Entries from a pointing dataset
= = = =
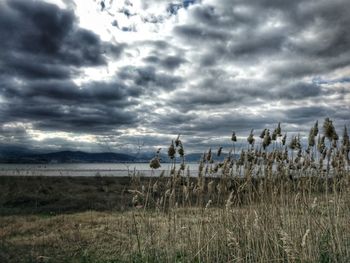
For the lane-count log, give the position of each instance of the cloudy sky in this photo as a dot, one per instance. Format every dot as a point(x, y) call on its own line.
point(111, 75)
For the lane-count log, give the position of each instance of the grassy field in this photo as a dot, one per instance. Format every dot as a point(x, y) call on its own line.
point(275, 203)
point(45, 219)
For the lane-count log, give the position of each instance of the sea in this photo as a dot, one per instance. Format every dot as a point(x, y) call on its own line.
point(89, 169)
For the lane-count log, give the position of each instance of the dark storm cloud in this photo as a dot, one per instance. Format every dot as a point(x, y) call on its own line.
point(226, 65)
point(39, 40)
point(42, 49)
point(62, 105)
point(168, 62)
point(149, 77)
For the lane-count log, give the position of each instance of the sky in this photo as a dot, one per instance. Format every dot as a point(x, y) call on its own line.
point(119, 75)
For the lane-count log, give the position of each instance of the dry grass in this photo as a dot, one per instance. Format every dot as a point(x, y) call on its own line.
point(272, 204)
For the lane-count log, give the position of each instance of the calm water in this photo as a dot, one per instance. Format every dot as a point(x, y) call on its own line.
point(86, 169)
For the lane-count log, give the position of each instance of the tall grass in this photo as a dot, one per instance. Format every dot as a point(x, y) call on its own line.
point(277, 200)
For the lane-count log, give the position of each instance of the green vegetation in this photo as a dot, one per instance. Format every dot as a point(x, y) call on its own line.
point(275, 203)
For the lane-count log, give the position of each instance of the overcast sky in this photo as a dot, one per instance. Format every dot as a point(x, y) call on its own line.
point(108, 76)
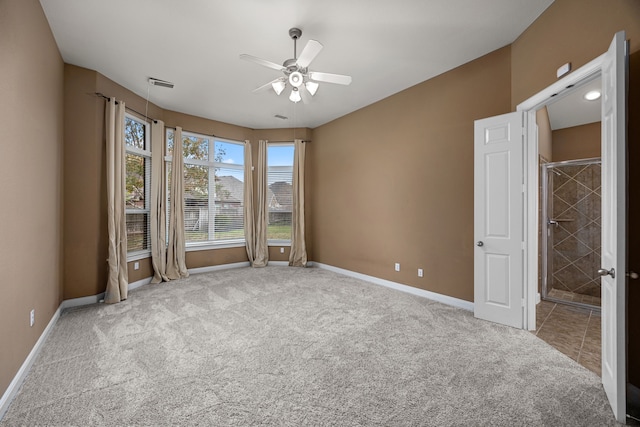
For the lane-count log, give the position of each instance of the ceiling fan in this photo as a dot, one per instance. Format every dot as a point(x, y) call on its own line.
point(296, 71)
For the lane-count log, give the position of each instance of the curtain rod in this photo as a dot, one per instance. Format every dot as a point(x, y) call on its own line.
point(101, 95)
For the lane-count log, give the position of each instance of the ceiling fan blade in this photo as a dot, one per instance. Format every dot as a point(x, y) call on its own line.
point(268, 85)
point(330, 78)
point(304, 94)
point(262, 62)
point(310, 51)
= = = =
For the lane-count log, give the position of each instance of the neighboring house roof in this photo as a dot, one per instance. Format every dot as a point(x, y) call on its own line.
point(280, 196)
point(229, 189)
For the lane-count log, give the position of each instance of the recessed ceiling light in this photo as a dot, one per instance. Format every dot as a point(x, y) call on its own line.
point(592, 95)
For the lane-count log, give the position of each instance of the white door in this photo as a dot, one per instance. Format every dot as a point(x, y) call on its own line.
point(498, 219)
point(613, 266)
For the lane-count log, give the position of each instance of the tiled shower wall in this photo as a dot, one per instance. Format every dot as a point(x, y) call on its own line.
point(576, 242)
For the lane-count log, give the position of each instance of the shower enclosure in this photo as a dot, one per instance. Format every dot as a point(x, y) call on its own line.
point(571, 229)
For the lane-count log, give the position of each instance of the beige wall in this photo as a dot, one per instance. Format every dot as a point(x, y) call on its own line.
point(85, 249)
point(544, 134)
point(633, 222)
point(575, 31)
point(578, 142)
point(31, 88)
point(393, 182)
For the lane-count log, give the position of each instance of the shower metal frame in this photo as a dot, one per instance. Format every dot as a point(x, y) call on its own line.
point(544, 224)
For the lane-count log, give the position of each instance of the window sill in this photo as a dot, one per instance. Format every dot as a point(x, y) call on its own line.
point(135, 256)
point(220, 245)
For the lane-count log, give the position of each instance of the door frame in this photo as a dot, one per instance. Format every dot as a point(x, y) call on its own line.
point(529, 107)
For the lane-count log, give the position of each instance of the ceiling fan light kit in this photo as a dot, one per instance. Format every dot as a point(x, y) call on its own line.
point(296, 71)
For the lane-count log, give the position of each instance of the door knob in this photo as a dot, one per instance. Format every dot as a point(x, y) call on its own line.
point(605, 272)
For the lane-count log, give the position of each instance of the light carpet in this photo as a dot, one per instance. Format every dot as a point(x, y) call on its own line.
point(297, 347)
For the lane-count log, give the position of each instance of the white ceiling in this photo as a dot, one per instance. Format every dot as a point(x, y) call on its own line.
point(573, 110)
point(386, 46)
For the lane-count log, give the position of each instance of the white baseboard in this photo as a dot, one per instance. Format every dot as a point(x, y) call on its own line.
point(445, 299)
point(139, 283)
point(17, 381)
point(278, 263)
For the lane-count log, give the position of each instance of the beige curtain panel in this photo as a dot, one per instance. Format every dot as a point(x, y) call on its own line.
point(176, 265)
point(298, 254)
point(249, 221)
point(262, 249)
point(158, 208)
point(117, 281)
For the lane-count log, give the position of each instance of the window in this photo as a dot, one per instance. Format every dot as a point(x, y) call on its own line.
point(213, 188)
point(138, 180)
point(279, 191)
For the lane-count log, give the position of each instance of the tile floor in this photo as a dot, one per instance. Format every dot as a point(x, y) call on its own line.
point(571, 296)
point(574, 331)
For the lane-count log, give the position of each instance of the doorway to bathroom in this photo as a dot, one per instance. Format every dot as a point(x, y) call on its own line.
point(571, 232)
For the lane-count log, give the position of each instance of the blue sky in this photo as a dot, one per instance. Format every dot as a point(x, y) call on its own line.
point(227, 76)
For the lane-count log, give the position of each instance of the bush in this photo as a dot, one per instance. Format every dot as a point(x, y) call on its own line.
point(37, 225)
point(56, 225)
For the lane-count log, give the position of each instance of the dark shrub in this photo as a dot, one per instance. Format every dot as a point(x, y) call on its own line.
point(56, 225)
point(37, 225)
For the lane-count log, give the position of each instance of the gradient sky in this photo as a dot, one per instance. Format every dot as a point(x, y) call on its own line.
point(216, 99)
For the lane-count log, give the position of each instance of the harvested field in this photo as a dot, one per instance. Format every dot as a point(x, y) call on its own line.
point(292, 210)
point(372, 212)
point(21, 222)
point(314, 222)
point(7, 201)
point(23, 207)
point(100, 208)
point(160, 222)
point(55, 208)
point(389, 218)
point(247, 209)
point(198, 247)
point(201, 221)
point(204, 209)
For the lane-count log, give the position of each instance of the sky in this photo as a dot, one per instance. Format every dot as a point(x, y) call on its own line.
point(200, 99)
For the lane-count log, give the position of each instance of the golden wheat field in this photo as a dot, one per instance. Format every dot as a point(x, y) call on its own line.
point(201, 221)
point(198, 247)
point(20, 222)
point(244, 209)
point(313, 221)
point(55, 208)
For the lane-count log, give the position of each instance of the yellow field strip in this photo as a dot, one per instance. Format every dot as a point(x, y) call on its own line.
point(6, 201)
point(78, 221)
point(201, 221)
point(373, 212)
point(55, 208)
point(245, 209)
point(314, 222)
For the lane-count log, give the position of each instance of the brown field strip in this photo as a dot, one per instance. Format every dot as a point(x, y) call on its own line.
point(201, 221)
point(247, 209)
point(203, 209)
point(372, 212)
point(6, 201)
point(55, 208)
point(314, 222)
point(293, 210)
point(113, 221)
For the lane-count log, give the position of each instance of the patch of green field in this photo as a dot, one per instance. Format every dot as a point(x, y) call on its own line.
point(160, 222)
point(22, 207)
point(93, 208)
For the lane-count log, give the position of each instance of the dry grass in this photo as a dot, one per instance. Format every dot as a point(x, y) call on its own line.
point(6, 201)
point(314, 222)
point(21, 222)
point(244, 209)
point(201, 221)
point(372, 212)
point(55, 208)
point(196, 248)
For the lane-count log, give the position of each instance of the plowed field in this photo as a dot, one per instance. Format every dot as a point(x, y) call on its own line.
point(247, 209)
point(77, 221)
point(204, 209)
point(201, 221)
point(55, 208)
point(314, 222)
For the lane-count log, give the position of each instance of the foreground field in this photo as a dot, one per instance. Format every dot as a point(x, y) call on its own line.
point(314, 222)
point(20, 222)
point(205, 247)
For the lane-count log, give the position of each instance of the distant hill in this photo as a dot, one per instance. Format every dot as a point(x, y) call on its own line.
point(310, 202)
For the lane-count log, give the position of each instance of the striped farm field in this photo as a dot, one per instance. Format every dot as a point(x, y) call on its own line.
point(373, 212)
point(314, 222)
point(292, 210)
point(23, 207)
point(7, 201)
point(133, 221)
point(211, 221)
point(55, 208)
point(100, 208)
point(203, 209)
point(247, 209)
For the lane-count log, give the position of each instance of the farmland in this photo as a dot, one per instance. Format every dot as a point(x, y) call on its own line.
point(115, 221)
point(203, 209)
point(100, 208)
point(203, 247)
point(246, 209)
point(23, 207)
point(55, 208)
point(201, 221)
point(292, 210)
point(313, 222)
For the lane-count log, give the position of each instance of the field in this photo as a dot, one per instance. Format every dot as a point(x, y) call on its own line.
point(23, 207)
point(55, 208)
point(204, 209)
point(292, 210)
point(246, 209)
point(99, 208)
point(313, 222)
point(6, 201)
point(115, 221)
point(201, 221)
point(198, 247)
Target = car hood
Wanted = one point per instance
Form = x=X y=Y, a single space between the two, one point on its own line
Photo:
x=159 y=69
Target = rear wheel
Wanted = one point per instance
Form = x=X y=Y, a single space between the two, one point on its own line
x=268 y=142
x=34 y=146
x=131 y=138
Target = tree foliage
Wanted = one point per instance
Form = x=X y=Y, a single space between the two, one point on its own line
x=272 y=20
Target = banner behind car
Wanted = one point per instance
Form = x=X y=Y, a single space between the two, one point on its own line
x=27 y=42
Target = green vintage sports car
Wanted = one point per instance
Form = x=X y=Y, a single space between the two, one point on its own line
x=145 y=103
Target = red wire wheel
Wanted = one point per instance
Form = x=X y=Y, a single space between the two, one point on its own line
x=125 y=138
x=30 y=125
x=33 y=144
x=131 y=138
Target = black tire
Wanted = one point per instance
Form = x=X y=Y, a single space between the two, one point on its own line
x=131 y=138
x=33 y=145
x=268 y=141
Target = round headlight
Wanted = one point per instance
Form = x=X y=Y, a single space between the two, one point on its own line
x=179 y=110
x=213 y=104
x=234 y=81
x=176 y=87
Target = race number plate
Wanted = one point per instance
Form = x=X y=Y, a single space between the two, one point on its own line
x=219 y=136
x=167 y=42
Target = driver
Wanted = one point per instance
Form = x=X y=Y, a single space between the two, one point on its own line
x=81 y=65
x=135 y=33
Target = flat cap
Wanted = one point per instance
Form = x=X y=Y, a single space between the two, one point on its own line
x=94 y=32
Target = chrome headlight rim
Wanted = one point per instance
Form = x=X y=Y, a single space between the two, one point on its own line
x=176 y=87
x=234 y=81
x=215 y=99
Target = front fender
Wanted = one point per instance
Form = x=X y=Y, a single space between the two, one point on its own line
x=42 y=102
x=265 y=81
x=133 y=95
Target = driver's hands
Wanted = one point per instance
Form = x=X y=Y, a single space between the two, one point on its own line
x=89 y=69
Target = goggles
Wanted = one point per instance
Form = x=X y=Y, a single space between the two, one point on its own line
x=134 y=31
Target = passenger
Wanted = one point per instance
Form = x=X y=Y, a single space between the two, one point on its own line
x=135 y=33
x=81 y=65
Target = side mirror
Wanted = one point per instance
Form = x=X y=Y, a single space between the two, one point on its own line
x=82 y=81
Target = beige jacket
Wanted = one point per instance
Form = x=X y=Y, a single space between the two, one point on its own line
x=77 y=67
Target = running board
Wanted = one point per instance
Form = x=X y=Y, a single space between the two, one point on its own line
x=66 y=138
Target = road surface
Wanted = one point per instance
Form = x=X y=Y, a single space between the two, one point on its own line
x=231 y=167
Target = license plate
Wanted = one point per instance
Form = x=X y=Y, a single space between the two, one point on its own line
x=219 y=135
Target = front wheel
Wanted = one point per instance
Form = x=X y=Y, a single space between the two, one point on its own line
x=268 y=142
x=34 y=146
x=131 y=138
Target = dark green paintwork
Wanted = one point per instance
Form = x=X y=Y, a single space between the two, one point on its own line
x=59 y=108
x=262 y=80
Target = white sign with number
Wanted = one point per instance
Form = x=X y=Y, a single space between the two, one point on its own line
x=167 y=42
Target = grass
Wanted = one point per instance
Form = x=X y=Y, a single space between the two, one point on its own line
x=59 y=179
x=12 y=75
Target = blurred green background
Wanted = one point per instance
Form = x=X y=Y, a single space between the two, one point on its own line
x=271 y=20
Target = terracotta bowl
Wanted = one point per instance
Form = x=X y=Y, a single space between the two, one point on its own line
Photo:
= = = =
Required task >> Copy the listing from the line with "of the cloudy" up to and including the line with "point(86, 169)", swapping "lane-count log" for "scene audit" wherever it occurs and leaving everything else unchanged. Give only those lines.

Exercise solution >>
For the scene audit, give the position of each instance of the cloudy sky in this photo as a dot, one per instance. Format every dot as a point(x, y) call on its own line.
point(111, 75)
For the scene audit, give the position of each instance of the grassy field in this photo as a dot, one per instance. Format every dot as a point(x, y) call on its own line.
point(275, 203)
point(45, 219)
For the scene audit, give the position of each instance of the sea in this photo as a dot, one per instance. Format every dot as a point(x, y) call on its own line.
point(89, 169)
For the scene audit, give the position of each instance of the dark storm cloud in this photo as a dot, one per instance. Format every dot as a point(x, y) call on its own line.
point(226, 65)
point(39, 40)
point(42, 49)
point(62, 105)
point(168, 62)
point(149, 77)
For the scene audit, give the position of each instance of the sky in this photo as a dot, one per instance. Format every dot as a point(x, y) call on its own line.
point(119, 75)
For the scene audit, give the position of each instance of the dry grass in this photo as a dot, one per instance. Format every dot as a point(x, y) call on its own line.
point(272, 204)
For the scene audit, give the position of each instance of the calm water in this photo as a dot, one per instance. Format every dot as a point(x, y) call on its own line.
point(86, 169)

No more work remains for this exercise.